- **STORED DATA**
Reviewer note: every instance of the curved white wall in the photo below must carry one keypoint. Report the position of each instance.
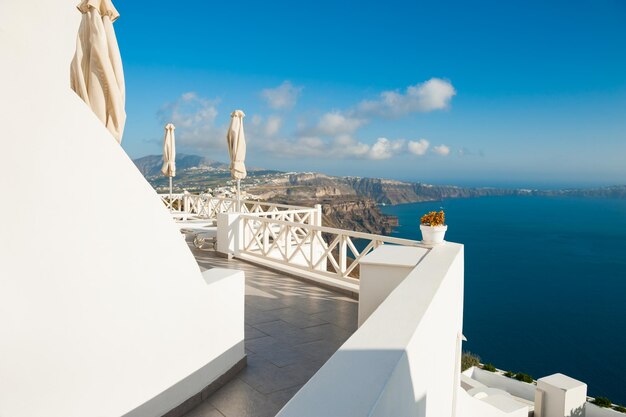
(102, 306)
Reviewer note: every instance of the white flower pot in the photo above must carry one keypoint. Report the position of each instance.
(433, 235)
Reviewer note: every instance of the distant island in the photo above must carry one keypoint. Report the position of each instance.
(347, 202)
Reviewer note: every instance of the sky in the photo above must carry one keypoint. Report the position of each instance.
(491, 93)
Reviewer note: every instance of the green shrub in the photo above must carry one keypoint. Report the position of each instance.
(602, 402)
(524, 377)
(468, 359)
(489, 367)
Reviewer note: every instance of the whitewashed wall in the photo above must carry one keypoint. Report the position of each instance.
(403, 360)
(102, 306)
(492, 379)
(592, 410)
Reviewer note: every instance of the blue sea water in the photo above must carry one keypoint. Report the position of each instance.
(545, 283)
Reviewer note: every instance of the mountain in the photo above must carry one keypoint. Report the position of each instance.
(151, 165)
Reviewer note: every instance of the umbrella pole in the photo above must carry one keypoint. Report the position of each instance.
(239, 195)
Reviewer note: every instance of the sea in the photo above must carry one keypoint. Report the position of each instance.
(545, 283)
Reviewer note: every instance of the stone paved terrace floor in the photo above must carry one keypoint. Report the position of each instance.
(291, 328)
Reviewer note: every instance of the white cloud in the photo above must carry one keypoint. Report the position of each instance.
(194, 118)
(419, 147)
(338, 147)
(434, 94)
(336, 123)
(442, 150)
(273, 124)
(385, 149)
(283, 97)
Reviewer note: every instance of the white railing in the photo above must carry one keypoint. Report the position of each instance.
(208, 207)
(314, 250)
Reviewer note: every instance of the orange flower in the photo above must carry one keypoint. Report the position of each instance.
(433, 218)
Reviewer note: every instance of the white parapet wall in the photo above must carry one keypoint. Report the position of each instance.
(103, 309)
(404, 359)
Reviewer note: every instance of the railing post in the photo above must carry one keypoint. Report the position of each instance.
(343, 255)
(317, 216)
(266, 238)
(287, 241)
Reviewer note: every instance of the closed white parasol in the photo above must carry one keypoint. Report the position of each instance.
(169, 154)
(96, 73)
(236, 140)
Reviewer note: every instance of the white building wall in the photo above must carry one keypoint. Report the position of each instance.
(402, 360)
(102, 305)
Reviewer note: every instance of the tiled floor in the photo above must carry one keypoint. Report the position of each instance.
(291, 329)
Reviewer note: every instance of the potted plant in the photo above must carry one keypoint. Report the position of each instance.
(433, 227)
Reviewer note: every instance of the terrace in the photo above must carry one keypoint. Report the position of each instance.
(105, 311)
(291, 329)
(302, 291)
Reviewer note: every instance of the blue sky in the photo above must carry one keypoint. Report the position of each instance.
(485, 93)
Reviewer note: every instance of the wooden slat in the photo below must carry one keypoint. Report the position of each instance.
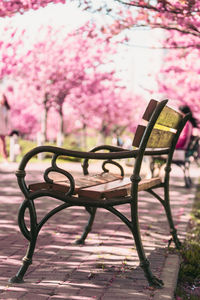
(150, 109)
(158, 138)
(116, 188)
(60, 182)
(119, 188)
(169, 117)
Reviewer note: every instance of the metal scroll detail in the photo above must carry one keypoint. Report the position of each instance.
(112, 162)
(55, 168)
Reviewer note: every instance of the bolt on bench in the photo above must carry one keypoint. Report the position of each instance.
(105, 190)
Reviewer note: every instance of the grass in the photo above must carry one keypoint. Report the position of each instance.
(188, 286)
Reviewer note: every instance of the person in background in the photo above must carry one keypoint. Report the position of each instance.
(4, 125)
(188, 130)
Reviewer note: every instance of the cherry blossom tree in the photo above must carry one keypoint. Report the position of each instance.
(11, 7)
(182, 16)
(179, 78)
(59, 65)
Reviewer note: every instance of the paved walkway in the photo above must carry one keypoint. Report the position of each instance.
(107, 266)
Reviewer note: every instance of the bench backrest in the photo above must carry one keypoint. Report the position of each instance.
(161, 130)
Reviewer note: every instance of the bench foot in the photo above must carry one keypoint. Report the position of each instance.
(176, 239)
(18, 278)
(88, 227)
(152, 280)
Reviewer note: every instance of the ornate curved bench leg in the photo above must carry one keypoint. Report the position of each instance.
(27, 260)
(144, 263)
(30, 235)
(173, 230)
(187, 178)
(88, 227)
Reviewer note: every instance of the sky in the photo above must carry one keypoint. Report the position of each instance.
(138, 60)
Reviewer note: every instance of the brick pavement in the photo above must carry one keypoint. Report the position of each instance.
(107, 266)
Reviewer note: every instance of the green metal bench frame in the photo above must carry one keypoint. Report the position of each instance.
(111, 155)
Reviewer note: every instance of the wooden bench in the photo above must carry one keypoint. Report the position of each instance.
(181, 158)
(105, 190)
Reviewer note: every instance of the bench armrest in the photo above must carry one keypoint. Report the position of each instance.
(115, 153)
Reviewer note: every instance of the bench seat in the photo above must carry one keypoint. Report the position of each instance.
(104, 185)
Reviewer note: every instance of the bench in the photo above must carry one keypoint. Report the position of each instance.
(158, 136)
(181, 158)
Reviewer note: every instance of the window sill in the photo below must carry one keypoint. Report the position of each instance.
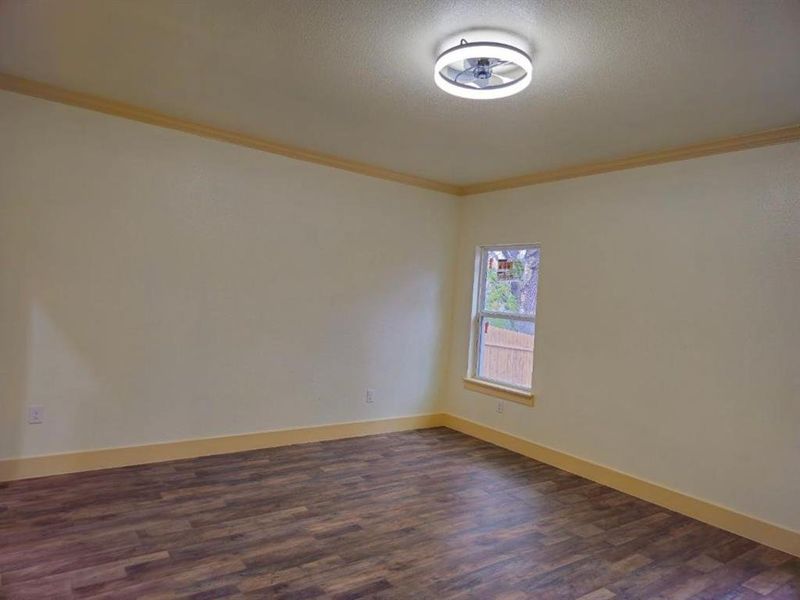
(499, 391)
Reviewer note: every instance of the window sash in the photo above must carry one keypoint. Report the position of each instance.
(483, 276)
(481, 313)
(479, 355)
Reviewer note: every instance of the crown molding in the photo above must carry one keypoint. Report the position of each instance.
(53, 93)
(732, 144)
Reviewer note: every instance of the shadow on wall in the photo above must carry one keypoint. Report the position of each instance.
(148, 319)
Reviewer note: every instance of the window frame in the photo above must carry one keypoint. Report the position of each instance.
(480, 274)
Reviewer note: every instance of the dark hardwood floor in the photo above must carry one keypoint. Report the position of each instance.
(421, 514)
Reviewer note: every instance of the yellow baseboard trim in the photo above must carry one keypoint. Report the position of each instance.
(752, 528)
(90, 460)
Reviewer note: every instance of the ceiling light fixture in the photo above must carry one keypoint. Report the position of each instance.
(482, 70)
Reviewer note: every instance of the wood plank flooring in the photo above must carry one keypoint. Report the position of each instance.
(421, 514)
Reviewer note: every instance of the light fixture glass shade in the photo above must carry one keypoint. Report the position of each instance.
(483, 70)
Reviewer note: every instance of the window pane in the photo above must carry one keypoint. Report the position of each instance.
(511, 280)
(506, 351)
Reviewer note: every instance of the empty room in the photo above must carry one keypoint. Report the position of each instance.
(400, 299)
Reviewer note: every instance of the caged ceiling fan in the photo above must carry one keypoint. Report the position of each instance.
(483, 70)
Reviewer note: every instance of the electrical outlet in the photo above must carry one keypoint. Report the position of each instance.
(35, 415)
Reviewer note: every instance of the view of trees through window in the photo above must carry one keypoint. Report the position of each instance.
(506, 319)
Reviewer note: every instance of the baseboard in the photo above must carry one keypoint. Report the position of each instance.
(90, 460)
(752, 528)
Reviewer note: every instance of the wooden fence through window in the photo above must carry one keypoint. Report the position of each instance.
(507, 356)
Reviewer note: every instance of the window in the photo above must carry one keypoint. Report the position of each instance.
(504, 320)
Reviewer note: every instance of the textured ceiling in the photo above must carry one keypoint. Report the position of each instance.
(354, 77)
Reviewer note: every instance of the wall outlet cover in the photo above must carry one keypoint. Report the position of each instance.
(35, 415)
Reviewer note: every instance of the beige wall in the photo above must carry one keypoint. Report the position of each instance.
(158, 286)
(668, 333)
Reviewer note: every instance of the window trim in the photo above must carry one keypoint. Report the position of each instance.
(472, 380)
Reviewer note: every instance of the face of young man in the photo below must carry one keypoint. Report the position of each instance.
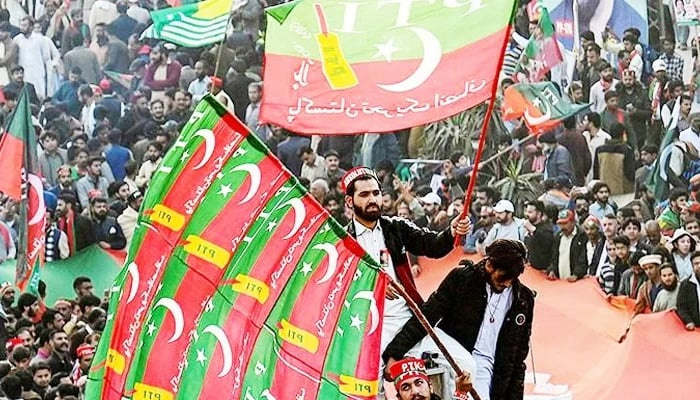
(414, 389)
(367, 200)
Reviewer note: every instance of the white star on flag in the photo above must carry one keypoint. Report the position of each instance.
(201, 357)
(225, 190)
(306, 268)
(271, 226)
(356, 322)
(386, 49)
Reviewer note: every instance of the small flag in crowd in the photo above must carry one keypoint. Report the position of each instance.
(340, 67)
(539, 104)
(237, 278)
(193, 25)
(21, 181)
(542, 50)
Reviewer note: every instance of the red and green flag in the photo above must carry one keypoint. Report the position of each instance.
(22, 181)
(238, 279)
(542, 50)
(539, 104)
(339, 67)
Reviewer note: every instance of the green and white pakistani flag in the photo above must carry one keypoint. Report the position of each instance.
(193, 25)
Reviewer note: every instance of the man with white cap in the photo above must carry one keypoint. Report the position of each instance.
(507, 226)
(647, 293)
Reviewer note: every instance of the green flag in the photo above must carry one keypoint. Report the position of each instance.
(237, 278)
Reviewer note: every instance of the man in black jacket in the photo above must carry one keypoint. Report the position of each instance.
(487, 311)
(570, 243)
(387, 239)
(688, 307)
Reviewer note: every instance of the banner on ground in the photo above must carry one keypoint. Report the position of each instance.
(237, 278)
(539, 104)
(595, 16)
(338, 67)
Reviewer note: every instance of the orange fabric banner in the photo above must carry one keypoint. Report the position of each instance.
(575, 341)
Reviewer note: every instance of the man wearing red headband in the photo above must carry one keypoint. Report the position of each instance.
(412, 382)
(387, 239)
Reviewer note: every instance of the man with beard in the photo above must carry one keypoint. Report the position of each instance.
(107, 231)
(7, 296)
(598, 90)
(507, 226)
(200, 86)
(96, 320)
(487, 311)
(59, 361)
(67, 93)
(84, 58)
(649, 290)
(668, 297)
(33, 56)
(92, 181)
(689, 296)
(634, 100)
(387, 239)
(539, 235)
(153, 158)
(77, 227)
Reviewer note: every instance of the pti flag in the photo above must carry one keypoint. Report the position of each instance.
(192, 25)
(542, 49)
(540, 104)
(22, 181)
(347, 67)
(237, 278)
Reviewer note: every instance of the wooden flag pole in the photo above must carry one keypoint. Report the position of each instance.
(429, 329)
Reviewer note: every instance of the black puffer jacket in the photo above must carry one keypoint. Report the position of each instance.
(460, 304)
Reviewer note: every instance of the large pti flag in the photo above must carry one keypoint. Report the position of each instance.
(347, 67)
(238, 284)
(539, 104)
(192, 25)
(22, 181)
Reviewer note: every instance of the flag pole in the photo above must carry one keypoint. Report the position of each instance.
(221, 45)
(429, 329)
(482, 137)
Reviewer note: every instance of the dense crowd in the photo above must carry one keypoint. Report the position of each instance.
(107, 105)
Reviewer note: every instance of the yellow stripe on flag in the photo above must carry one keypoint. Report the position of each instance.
(207, 251)
(148, 392)
(167, 217)
(252, 287)
(115, 361)
(298, 337)
(352, 386)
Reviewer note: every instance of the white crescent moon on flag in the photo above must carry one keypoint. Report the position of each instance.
(373, 310)
(255, 177)
(332, 252)
(299, 215)
(209, 143)
(176, 312)
(40, 213)
(225, 348)
(432, 54)
(539, 120)
(135, 279)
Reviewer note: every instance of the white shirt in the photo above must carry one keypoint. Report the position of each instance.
(372, 241)
(484, 352)
(689, 135)
(564, 266)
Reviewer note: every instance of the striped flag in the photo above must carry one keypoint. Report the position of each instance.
(193, 25)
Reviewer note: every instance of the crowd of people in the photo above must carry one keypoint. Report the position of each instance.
(107, 105)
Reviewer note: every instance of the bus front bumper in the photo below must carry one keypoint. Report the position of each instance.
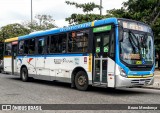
(133, 82)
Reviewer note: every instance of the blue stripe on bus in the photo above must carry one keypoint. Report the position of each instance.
(53, 55)
(71, 28)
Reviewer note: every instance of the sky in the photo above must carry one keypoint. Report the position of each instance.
(19, 11)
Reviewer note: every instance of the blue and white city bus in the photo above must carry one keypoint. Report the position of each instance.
(112, 52)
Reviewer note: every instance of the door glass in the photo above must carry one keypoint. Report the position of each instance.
(105, 45)
(97, 71)
(101, 54)
(98, 46)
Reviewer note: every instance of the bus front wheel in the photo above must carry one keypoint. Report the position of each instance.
(81, 81)
(24, 74)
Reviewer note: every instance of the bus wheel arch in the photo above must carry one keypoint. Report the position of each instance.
(24, 73)
(80, 79)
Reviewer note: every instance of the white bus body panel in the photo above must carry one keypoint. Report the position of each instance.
(54, 68)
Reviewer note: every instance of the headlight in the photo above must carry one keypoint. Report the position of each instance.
(122, 72)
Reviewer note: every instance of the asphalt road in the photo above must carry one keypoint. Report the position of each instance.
(14, 91)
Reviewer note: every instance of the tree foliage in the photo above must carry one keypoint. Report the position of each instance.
(82, 18)
(147, 11)
(41, 22)
(12, 30)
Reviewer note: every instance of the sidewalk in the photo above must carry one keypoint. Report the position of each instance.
(156, 84)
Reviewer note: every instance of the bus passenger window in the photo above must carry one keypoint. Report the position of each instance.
(58, 43)
(78, 41)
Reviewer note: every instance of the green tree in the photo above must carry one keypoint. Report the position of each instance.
(147, 11)
(41, 22)
(82, 18)
(13, 30)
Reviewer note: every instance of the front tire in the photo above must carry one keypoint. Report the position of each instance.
(24, 74)
(81, 81)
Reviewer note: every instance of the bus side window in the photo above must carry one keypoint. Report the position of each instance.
(58, 43)
(78, 41)
(8, 48)
(31, 48)
(41, 45)
(21, 47)
(26, 44)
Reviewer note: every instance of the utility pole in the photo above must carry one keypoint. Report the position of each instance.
(31, 14)
(100, 7)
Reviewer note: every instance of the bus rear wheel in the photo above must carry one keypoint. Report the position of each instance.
(24, 74)
(81, 81)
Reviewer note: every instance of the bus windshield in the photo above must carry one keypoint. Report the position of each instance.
(136, 47)
(136, 51)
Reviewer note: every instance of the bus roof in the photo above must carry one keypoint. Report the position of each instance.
(11, 39)
(70, 28)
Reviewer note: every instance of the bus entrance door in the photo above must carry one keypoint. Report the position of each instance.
(14, 54)
(100, 58)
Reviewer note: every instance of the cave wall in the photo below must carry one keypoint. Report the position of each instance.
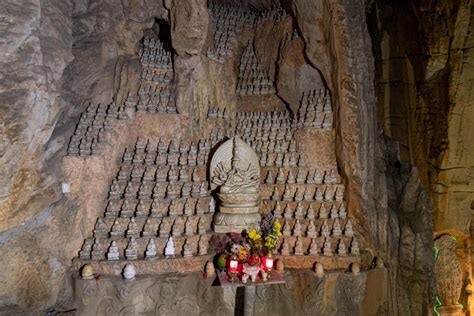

- **TO DO**
Reproduce everything in the rows above from the line containing "Reviewer note: every instance of the bus entrance" down to the end of the rows, both ends included, and leave the pictures out.

- **EXERCISE ANSWER**
Reviewer note: every instance of the bus entrance door in the photo above must carry one keypoint. Report the position of each instance.
(14, 54)
(100, 58)
Reviewer note: every instance of the cave wall in the photo below must carry one keypoint. Report the position of each instance.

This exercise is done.